In the summary below about Indian apparel shoppers, write out the words starting at "ReJig Micro Market" and ending at "blues wash away.".

PASSAGE:

=== Section Start ===

Published: June 18, 2020

Executive Summary

Apparel manufacturers, brands, retailers are dealing with a number of issues – how to operate stores profitably (or take the hard decision to shut down some stores), how to manage piled-up inventory, human resources, and most importantly, how to bring back the shopper. At least seventy per cent of households in the country have suffered job losses and salary cuts, and consumers are in no mood to splurge on fashion and apparel in the near future.

In this scenario, understanding the young Indian middle-class consumer’s needs and preferences will help the industry in building the right strategies. India is slated to become one of the largest apparel markets in the world by 2025. Who better to understand and serve this market than the Indian apparel manufacturer, Indian brand and Indian retailer.

ReJig Micro Market Analysis has tried to put in perspective the young Indian middle class consumer’s retail preferences, pre-lockdown; and the sudden change in a scenario today. This will give some insight to retailers and brands about what they can expect as the lockdown and Covid-19 blues wash away.


  • Middle and upper-middle-income families do some serious shopping once a quarter, buying around 6-8 pieces of apparel for the entire family.
  • Retail therapy was quite limited before the lockdown and will be more so over the next few months.

=== Section End ===

EXERCISE DATA:
=== Section Start ===

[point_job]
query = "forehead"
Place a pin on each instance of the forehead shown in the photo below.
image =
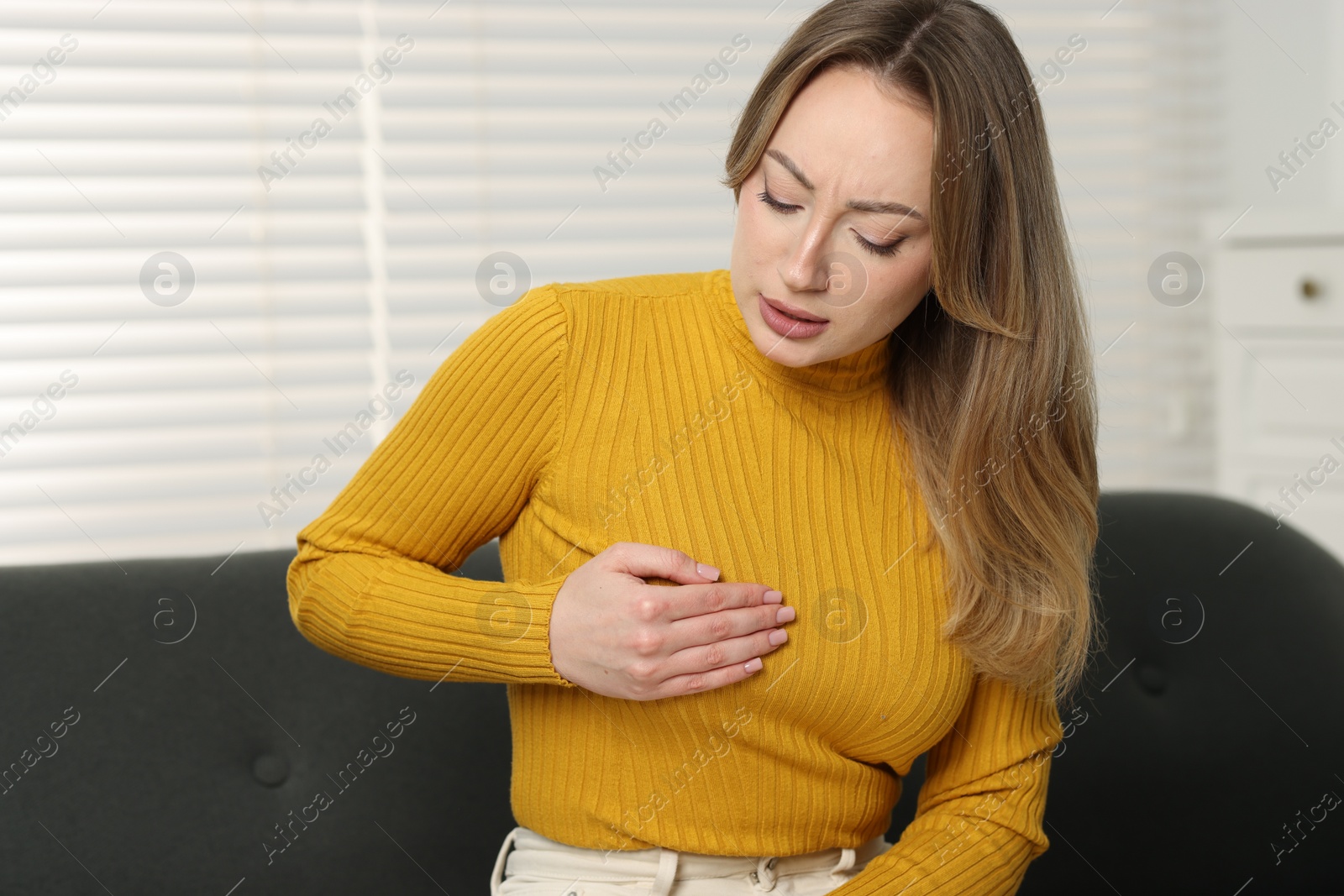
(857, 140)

=== Section End ===
=== Section Start ===

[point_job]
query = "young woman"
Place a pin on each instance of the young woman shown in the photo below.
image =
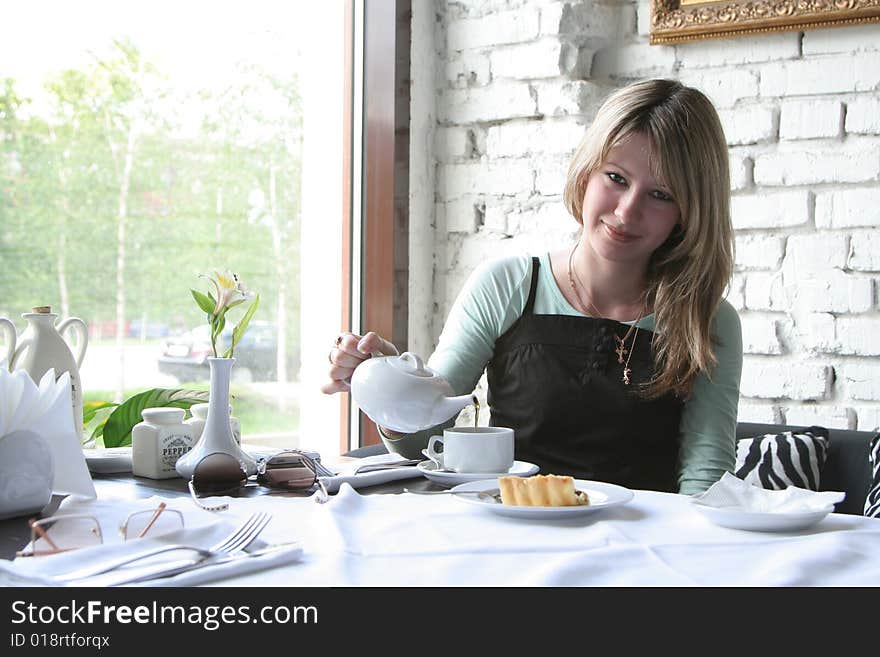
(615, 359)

=== Section End ===

RESULT FOR THIS TASK:
ReJig Micro Market Analysis has tried to put in perspective the young Indian middle class consumer’s retail preferences, pre-lockdown; and the sudden change in a scenario today. This will give some insight to retailers and brands about what they can expect as the lockdown and Covid-19 blues wash away.